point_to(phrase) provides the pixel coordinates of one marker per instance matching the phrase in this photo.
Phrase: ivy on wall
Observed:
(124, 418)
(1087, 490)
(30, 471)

• _WHAT YOU WILL DO_
This exercise requires an exact copy of all the records.

• _SOLUTION TO THIS TASK_
point_to(phrase) provides the pixel coordinates of one marker per instance matching the phrase in this photo.
Phrase: ivy on wall
Observed:
(124, 418)
(1087, 490)
(30, 471)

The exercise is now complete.